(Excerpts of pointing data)
━━━━━━━━━━

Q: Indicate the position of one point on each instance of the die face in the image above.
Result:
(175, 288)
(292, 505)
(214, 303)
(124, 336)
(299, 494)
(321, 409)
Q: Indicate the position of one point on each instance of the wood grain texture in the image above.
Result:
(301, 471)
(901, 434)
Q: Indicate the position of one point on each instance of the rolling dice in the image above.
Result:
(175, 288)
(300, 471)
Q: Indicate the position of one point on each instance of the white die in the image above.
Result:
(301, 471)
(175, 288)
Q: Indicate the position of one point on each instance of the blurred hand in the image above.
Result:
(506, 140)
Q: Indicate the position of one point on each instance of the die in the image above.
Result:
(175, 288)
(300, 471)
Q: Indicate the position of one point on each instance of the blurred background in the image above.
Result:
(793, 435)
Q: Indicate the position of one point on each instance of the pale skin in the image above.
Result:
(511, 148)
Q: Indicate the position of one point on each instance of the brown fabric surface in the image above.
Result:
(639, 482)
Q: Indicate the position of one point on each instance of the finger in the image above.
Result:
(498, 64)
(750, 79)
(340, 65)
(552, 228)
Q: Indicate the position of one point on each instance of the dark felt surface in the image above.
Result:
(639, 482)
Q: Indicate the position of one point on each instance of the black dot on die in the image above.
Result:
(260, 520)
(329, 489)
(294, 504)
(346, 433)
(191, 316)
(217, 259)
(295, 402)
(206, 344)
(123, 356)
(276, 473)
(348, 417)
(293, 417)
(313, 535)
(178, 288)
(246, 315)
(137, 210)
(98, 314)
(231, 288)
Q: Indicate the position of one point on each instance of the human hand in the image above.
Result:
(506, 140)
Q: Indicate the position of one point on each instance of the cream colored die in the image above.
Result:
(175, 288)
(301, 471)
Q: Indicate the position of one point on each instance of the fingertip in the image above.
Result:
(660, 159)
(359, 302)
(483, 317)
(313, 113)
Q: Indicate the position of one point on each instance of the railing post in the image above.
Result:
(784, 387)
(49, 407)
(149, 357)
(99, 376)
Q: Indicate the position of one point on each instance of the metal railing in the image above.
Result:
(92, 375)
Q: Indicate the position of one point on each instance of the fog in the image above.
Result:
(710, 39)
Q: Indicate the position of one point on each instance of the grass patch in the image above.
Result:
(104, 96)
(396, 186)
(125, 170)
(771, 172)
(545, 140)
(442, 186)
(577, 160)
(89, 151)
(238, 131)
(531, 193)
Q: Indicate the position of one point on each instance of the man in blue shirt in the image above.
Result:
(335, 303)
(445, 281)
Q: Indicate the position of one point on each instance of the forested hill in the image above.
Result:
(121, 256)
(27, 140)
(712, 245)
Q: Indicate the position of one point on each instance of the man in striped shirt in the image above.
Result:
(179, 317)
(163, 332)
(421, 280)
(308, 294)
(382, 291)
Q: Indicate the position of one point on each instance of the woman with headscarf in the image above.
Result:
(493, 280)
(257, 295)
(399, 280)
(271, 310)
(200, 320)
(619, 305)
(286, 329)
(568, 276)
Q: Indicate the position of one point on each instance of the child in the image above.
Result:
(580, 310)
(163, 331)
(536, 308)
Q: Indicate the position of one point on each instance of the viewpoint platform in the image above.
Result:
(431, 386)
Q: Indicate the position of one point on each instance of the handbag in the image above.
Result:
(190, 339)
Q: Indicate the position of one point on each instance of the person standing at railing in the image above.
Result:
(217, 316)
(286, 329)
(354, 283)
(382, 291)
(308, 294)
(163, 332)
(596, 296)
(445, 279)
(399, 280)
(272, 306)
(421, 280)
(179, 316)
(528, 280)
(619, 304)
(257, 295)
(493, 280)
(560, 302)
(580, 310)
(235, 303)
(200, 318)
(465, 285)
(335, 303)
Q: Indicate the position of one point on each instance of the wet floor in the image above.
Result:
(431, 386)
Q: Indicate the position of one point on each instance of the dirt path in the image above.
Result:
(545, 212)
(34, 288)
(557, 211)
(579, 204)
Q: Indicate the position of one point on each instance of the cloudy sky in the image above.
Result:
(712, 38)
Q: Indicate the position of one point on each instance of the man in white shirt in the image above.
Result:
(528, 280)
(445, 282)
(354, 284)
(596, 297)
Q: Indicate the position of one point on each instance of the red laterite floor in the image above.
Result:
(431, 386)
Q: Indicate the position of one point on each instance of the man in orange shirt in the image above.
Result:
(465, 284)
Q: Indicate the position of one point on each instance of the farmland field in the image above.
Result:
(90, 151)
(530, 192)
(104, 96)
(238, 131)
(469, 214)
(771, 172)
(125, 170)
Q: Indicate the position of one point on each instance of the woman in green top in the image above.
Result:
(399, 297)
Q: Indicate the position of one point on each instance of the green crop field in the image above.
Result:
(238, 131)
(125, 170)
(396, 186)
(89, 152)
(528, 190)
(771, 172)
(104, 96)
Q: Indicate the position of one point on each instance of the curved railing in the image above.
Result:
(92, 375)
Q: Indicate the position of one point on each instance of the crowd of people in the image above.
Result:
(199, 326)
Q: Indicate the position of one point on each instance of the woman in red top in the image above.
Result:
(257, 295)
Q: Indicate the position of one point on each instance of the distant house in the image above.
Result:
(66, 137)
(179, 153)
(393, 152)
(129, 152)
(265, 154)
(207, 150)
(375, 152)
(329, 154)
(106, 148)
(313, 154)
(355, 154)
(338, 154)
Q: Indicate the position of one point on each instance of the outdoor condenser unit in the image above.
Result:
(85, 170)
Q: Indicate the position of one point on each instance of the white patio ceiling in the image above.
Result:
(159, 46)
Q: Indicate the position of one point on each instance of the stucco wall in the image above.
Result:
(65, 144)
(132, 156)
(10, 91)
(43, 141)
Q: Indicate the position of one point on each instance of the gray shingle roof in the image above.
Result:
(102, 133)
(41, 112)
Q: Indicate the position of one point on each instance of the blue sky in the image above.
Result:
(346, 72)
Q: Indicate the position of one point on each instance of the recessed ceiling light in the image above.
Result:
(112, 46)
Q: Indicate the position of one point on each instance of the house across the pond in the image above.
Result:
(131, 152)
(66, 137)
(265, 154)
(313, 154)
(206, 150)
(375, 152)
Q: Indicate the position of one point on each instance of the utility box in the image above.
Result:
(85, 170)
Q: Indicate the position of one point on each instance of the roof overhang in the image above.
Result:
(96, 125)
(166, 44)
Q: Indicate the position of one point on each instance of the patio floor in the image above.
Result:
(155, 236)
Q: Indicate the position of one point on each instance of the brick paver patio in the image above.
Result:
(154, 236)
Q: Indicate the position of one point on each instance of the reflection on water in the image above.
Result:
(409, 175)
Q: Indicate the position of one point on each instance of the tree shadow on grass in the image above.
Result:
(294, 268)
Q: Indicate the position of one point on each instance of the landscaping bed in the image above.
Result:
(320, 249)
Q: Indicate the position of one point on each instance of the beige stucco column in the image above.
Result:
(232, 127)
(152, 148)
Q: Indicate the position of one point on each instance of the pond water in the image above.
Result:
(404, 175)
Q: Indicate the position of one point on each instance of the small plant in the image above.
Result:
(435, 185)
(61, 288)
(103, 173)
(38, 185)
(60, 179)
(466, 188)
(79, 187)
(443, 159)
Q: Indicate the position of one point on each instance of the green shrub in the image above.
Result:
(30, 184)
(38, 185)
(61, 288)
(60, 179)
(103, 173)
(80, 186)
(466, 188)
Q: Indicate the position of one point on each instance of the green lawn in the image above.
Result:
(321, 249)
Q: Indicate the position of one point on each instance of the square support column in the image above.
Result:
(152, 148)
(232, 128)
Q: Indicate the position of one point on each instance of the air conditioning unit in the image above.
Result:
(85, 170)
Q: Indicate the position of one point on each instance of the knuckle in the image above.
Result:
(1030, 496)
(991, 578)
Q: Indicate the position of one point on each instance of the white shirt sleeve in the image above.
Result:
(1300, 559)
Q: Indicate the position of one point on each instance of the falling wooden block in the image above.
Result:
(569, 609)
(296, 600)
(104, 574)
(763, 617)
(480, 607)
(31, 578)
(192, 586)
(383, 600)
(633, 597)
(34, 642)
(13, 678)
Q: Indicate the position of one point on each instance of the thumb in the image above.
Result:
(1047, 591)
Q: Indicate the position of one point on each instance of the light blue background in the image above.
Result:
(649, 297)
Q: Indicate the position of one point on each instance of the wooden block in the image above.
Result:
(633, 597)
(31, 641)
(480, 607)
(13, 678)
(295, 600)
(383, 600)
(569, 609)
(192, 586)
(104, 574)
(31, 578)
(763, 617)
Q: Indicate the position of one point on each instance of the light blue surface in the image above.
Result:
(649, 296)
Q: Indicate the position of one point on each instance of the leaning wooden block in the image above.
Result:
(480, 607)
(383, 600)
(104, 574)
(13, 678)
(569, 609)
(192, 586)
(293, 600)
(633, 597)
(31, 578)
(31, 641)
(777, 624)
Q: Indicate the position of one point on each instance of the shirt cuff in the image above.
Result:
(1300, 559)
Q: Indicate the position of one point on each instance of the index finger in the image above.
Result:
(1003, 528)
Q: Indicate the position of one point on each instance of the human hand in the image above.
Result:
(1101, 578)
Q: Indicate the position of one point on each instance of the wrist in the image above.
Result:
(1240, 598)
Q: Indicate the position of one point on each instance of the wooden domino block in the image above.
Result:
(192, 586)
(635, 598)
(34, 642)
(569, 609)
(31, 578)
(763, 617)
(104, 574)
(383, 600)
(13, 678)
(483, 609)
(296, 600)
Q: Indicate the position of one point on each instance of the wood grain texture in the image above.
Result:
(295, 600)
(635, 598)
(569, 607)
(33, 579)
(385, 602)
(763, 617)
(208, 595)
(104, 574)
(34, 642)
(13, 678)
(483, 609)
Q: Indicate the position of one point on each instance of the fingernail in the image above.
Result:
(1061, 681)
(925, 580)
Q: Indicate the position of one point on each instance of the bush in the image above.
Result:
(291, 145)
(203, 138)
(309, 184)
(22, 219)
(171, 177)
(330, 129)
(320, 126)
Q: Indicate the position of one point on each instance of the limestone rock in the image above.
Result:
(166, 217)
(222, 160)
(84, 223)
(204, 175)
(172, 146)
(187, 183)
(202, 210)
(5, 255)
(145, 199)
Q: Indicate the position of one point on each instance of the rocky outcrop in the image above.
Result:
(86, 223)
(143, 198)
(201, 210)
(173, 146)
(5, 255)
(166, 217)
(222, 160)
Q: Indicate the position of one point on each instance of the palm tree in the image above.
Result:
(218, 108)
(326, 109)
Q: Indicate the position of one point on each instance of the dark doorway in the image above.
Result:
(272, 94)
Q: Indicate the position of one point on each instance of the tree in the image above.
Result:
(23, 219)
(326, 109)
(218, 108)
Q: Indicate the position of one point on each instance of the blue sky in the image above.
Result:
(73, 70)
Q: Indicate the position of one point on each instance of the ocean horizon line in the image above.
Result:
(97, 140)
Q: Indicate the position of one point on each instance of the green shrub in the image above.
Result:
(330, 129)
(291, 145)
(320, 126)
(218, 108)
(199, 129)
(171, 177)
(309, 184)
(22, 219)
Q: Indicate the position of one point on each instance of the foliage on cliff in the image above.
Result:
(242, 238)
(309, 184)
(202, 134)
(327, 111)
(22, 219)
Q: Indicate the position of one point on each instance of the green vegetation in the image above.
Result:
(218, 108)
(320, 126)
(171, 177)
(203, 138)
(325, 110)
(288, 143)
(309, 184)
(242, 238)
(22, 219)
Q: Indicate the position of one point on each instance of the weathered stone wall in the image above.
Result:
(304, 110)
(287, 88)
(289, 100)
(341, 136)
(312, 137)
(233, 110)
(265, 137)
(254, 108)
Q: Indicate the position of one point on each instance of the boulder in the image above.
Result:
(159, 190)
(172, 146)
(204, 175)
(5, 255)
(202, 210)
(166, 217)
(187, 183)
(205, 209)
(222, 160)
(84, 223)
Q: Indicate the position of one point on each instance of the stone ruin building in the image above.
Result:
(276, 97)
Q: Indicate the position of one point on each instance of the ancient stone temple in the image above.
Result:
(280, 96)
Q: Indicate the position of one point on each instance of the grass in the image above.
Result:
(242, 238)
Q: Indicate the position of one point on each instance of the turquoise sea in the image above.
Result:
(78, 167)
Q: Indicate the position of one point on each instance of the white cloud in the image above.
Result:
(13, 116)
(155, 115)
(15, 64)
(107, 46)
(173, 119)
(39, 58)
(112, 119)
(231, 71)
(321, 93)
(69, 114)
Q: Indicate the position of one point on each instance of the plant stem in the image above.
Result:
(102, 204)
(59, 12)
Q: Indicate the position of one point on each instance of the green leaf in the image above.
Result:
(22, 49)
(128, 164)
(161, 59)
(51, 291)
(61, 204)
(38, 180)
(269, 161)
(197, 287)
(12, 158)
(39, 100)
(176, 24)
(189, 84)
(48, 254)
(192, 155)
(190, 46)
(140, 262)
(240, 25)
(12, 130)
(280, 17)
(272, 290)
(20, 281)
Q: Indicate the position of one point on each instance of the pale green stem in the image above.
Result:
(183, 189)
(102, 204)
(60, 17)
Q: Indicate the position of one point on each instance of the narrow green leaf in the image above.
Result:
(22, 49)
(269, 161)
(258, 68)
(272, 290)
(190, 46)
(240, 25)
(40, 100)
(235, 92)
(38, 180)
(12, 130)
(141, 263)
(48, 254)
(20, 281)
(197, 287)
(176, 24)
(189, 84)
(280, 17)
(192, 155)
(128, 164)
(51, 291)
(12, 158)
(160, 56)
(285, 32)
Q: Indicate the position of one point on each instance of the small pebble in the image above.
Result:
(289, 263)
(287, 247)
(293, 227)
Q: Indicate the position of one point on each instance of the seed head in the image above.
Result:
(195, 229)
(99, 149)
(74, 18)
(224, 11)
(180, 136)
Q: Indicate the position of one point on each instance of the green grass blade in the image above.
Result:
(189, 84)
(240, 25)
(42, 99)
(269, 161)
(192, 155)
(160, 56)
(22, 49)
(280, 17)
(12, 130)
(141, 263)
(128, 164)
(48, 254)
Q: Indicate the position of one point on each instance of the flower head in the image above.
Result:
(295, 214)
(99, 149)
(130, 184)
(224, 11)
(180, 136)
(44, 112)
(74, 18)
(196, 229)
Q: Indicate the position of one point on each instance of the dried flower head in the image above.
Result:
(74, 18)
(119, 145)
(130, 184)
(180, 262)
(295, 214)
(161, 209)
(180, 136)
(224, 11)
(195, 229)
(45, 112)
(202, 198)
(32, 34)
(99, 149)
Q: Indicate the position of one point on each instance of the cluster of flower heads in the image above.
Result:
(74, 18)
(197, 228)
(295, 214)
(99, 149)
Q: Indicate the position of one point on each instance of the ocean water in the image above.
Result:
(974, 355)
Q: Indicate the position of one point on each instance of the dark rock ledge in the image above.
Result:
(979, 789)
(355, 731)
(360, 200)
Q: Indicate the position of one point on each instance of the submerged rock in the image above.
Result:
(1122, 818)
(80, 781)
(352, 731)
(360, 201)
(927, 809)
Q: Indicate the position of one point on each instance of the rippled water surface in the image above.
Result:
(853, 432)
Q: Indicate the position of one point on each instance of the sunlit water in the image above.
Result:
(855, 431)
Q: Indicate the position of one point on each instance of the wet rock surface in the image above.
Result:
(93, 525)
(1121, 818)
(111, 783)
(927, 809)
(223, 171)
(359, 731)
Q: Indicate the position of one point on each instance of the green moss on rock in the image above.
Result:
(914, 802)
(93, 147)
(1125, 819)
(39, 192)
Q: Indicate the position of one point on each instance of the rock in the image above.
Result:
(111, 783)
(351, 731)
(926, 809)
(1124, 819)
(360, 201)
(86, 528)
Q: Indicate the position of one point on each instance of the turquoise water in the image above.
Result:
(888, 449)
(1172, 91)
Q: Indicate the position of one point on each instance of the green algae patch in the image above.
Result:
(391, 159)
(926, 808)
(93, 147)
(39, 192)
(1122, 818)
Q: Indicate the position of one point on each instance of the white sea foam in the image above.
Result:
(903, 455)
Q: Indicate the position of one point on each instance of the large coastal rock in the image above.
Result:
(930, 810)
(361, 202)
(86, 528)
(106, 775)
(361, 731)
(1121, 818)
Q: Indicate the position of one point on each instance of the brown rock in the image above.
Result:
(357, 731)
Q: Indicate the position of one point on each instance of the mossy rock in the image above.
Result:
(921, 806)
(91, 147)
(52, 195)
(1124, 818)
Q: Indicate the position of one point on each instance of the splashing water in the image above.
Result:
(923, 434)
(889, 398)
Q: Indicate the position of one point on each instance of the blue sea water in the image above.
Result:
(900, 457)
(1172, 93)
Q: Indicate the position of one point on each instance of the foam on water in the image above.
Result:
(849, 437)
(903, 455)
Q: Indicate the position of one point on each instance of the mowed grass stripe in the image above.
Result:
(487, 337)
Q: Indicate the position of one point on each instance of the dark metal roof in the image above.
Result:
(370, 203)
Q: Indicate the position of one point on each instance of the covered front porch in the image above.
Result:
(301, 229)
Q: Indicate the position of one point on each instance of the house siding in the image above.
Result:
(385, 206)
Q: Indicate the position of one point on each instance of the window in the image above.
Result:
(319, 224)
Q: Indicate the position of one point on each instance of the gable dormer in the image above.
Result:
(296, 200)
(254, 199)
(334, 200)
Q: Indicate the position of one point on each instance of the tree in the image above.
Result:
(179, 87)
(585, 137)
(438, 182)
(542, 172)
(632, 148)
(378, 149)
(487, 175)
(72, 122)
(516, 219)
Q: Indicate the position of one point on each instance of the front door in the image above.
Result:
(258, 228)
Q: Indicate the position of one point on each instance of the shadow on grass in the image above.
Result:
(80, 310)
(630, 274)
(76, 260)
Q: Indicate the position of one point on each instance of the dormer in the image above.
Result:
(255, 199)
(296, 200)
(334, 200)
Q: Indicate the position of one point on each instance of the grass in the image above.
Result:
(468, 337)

━━━━━━━━━━

Reproduce only the lines running from the one with "stripe in the image above." through the final line of the listing above, both ends included.

Answer to this task:
Q: Indicate the position of one point on each instance of the mowed grass stripe in the image above.
Result:
(487, 337)
Q: Indicate the position of one point on each instance of the dark metal roof in the image above.
Result:
(370, 203)
Q: Indicate the position of one point on each instance of the covered front porch in the image above.
Result:
(301, 229)
Q: Indicate the position of one point on each instance of the house siding in the image above.
Result:
(385, 206)
Q: Indicate the position of one point on each instance of the window in the image above.
Result:
(319, 224)
Q: Indicate the position of one point on each instance of the gable dormer in the image above.
Result:
(296, 200)
(254, 199)
(334, 200)
Q: Indicate the position of one point on each instance of the tree in the image above.
Result:
(179, 87)
(585, 137)
(438, 182)
(542, 172)
(632, 148)
(378, 149)
(487, 175)
(72, 122)
(516, 219)
Q: Indicate the position of one point on each instance of the front door in the image above.
Result:
(258, 228)
Q: Indicate the position of one point on each instance of the shadow on grass in the image above.
Result:
(80, 310)
(630, 274)
(76, 260)
Q: Indicate the position of one point on each instance of the dormer in the image above.
Result:
(255, 199)
(296, 200)
(334, 200)
Q: Indicate the position of one point on each instance of the grass in the image above.
Result:
(468, 337)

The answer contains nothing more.